- _Aim of the exercise_
Each entry in the listing below should be restated word for word.

####################

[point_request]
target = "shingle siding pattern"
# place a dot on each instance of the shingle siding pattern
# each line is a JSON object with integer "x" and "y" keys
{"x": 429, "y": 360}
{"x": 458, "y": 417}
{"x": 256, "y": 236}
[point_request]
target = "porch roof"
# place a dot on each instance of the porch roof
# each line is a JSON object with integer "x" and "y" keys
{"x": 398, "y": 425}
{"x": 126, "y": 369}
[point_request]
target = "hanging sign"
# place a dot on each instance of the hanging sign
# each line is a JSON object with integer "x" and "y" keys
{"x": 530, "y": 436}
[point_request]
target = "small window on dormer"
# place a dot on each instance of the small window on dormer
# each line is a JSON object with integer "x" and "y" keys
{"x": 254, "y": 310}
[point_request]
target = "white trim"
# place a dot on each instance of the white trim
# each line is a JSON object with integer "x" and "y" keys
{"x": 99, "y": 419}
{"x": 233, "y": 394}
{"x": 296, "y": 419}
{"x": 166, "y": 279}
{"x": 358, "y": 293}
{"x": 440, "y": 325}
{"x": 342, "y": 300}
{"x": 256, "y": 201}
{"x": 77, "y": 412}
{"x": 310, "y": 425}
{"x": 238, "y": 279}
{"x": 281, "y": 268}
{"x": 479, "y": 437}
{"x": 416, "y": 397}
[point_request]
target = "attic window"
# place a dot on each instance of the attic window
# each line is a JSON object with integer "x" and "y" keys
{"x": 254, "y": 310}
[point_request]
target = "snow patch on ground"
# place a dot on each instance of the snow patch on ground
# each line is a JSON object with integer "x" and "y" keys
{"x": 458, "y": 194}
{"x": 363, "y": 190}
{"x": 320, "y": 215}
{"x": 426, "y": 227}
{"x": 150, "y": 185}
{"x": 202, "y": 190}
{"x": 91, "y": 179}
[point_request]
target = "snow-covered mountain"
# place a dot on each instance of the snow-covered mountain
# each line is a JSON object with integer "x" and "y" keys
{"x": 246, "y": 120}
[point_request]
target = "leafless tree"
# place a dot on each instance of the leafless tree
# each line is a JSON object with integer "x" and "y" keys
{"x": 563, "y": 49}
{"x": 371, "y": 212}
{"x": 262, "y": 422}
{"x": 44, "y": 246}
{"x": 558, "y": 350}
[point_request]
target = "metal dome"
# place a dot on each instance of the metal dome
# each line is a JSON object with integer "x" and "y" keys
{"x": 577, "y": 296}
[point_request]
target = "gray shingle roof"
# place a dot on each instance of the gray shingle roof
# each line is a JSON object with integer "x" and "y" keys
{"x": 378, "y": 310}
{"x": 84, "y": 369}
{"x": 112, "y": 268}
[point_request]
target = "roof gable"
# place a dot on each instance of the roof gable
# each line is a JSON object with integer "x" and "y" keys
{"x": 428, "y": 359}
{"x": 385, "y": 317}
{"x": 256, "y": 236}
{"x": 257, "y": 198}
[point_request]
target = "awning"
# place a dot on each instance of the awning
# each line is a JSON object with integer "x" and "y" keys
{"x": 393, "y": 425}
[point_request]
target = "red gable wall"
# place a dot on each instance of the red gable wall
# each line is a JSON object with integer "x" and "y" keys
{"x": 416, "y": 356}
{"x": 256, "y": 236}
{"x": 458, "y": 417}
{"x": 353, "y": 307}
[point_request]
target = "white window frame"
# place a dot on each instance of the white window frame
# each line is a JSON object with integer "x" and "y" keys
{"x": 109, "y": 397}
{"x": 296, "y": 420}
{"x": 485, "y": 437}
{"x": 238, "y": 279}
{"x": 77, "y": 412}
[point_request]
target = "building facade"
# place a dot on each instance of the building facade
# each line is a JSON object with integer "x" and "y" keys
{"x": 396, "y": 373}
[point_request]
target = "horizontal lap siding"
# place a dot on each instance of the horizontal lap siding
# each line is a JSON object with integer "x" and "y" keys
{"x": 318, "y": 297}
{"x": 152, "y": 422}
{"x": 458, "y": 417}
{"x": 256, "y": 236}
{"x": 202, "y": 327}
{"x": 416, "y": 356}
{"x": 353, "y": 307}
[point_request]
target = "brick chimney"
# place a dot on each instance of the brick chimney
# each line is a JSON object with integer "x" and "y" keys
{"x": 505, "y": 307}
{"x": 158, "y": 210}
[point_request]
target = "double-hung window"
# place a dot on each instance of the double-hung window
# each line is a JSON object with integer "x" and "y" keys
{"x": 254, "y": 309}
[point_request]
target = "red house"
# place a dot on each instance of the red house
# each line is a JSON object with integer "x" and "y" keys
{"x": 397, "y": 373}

####################

- _Reply to the task_
[point_request]
target = "shingle siding pattern"
# place a dot on each instance of the shingle siding pattern
# each line is a JSON object with integer "x" and "y" keys
{"x": 429, "y": 360}
{"x": 458, "y": 417}
{"x": 256, "y": 236}
[point_request]
target = "porch roof"
# place a dot on each instance of the porch roof
# each line is a JSON object with integer "x" and "y" keys
{"x": 398, "y": 425}
{"x": 126, "y": 369}
[point_request]
target = "hanging sign"
# place a dot on each instance of the hanging sign
# each line is a JSON object with integer "x" and "y" keys
{"x": 530, "y": 436}
[point_request]
target = "small window on dormer"
# place a dot on each instance of the small window on dormer
# each line is a JSON object with integer "x" and "y" keys
{"x": 254, "y": 310}
[point_request]
target = "white trim"
# place a dot on each instance of the white trim
# each line is a JSON object with integer "x" and "y" keys
{"x": 99, "y": 419}
{"x": 233, "y": 394}
{"x": 296, "y": 419}
{"x": 166, "y": 279}
{"x": 358, "y": 293}
{"x": 440, "y": 325}
{"x": 342, "y": 300}
{"x": 256, "y": 201}
{"x": 77, "y": 412}
{"x": 310, "y": 425}
{"x": 238, "y": 279}
{"x": 281, "y": 268}
{"x": 479, "y": 437}
{"x": 416, "y": 397}
[point_request]
target = "attic window"
# place a dot on each instance of the attic window
# each line is a JSON object with integer "x" and "y" keys
{"x": 254, "y": 310}
[point_request]
target = "snow patch on ground"
# place a dot on each instance of the snow patch on ground
# each line is a JSON object with integer "x" and "y" keys
{"x": 458, "y": 194}
{"x": 363, "y": 190}
{"x": 320, "y": 215}
{"x": 426, "y": 227}
{"x": 150, "y": 185}
{"x": 202, "y": 190}
{"x": 91, "y": 179}
[point_request]
target = "snow-covered mountain"
# place a dot on each instance of the snow-covered mountain
# each line is a JSON object with integer "x" and "y" keys
{"x": 246, "y": 120}
[point_request]
target = "leafless tree"
# place a dot on each instance of the leafless tree
# each line is a JSON object with integer "x" and "y" keys
{"x": 563, "y": 49}
{"x": 371, "y": 212}
{"x": 262, "y": 422}
{"x": 44, "y": 246}
{"x": 558, "y": 350}
[point_request]
target = "metal dome"
# place a dot on each instance of the metal dome
# each line is a JSON object with integer "x" and "y" keys
{"x": 577, "y": 296}
[point_request]
target = "gray shingle roof"
# place a dot on each instance of the gray shingle roof
# each line is a JSON object with integer "x" and "y" keys
{"x": 378, "y": 310}
{"x": 84, "y": 369}
{"x": 112, "y": 268}
[point_request]
target = "roof gable"
# place a dot on each instance of the roof gable
# each line is a JSON object with integer "x" and "y" keys
{"x": 428, "y": 359}
{"x": 385, "y": 317}
{"x": 256, "y": 236}
{"x": 257, "y": 198}
[point_request]
target = "awning"
# place a dot on each instance of the awning
# each line is a JSON object with integer "x" and "y" keys
{"x": 393, "y": 425}
[point_request]
target = "red gable wall"
# place a dot on each instance of the red gable wall
# each line is a JSON object with integer "x" and "y" keys
{"x": 416, "y": 356}
{"x": 256, "y": 236}
{"x": 458, "y": 417}
{"x": 353, "y": 307}
[point_request]
target = "white window frame"
# place a dot on each instance of the white window frame
# each line is a JSON object with integer "x" and "y" keys
{"x": 109, "y": 397}
{"x": 296, "y": 420}
{"x": 485, "y": 437}
{"x": 238, "y": 279}
{"x": 77, "y": 412}
[point_request]
target = "building facade"
# place a dot on each instance of the building facade
# each line is a JSON object with integer "x" and "y" keys
{"x": 396, "y": 373}
[point_request]
target = "horizontal lap siding"
# place a dot on each instance of the horizontal lap siding
# each line is a JSON object with integer "x" and "y" keys
{"x": 318, "y": 297}
{"x": 152, "y": 422}
{"x": 458, "y": 417}
{"x": 256, "y": 236}
{"x": 202, "y": 327}
{"x": 416, "y": 356}
{"x": 353, "y": 307}
[point_request]
target = "brick chimney"
# place a dot on each instance of the brick chimney
# each line is a JSON object with integer "x" and "y" keys
{"x": 505, "y": 307}
{"x": 158, "y": 210}
[point_request]
target = "double-hung window"
# place a dot on each instance of the double-hung window
# each line is a JSON object with integer "x" and "y" keys
{"x": 254, "y": 309}
[point_request]
target = "red house"
# place a dot on each instance of the red house
# each line is a JSON object with integer "x" and "y" keys
{"x": 397, "y": 373}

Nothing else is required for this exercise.